─── LISTED RECORDS

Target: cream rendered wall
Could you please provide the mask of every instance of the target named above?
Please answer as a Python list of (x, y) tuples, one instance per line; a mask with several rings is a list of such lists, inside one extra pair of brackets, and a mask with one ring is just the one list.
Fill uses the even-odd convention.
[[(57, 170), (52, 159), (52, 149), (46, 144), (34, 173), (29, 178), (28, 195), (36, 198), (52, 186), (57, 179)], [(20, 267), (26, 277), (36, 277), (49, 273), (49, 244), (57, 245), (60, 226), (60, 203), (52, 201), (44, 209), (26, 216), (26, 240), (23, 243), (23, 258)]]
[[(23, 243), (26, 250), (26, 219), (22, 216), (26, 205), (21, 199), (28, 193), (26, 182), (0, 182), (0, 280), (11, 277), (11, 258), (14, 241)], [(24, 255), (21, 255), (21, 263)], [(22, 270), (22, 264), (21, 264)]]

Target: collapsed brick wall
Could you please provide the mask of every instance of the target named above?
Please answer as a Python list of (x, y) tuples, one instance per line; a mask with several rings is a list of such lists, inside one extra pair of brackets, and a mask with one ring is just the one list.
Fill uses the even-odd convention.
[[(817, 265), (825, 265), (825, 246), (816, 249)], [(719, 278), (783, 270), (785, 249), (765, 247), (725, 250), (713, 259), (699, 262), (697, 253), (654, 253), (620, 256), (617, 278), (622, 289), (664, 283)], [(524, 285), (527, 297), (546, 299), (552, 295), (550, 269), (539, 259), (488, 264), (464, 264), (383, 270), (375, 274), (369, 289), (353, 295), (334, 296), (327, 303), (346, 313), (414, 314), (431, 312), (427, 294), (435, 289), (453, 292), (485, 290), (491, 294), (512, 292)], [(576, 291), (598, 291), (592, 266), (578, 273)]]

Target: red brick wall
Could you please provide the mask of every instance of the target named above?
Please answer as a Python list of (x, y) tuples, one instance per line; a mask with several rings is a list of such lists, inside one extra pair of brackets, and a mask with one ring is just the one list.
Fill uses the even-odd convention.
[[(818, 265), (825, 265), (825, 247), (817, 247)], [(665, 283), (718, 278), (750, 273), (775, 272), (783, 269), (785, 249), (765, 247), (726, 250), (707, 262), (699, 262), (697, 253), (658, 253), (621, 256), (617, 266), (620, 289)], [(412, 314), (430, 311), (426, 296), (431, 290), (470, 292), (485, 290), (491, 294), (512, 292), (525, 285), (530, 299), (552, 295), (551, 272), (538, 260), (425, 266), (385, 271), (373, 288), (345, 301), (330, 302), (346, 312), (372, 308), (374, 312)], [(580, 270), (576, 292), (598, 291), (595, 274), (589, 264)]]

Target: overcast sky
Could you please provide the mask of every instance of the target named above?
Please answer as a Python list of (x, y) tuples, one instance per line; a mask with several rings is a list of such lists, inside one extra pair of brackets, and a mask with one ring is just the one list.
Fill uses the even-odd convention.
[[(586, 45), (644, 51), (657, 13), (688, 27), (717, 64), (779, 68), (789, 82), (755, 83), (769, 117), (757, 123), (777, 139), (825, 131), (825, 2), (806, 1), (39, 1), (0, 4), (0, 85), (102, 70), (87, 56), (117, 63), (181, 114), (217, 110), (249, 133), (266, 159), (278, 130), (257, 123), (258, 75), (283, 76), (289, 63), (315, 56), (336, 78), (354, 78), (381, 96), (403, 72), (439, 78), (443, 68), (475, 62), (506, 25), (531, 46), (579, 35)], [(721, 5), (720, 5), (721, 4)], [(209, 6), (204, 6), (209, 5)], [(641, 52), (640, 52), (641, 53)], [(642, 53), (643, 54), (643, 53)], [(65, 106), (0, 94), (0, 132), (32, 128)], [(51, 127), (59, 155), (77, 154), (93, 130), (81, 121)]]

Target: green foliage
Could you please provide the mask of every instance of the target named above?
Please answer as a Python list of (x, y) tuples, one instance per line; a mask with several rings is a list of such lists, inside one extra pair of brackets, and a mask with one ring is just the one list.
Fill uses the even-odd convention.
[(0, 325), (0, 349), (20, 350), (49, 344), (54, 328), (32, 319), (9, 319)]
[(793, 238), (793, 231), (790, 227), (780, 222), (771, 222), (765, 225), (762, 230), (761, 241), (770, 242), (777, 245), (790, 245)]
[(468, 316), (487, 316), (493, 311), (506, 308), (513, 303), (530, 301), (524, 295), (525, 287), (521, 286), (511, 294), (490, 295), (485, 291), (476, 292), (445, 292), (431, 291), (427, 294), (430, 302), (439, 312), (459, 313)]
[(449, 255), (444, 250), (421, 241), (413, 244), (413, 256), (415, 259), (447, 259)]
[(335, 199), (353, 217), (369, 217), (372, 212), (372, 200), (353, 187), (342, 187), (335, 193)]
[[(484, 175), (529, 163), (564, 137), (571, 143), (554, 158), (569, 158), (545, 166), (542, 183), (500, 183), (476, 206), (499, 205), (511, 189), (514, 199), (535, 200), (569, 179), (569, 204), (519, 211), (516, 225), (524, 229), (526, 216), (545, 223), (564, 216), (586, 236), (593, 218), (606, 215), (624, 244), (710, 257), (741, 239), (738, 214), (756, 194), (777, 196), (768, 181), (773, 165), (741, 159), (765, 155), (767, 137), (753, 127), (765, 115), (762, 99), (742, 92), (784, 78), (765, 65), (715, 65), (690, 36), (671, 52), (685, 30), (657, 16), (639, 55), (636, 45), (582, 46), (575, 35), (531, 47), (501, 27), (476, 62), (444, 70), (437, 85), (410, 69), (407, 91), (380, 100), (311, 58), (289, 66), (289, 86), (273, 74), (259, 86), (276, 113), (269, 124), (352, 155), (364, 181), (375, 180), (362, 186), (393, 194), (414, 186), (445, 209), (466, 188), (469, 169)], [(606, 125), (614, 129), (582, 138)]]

──────

* **TASK TO CARRY OUT**
Each line of the data that holds "wall" should be copied.

* **PROBLEM SOLUTION**
Target: cream rendered wall
Target: collapsed brick wall
Target: red brick wall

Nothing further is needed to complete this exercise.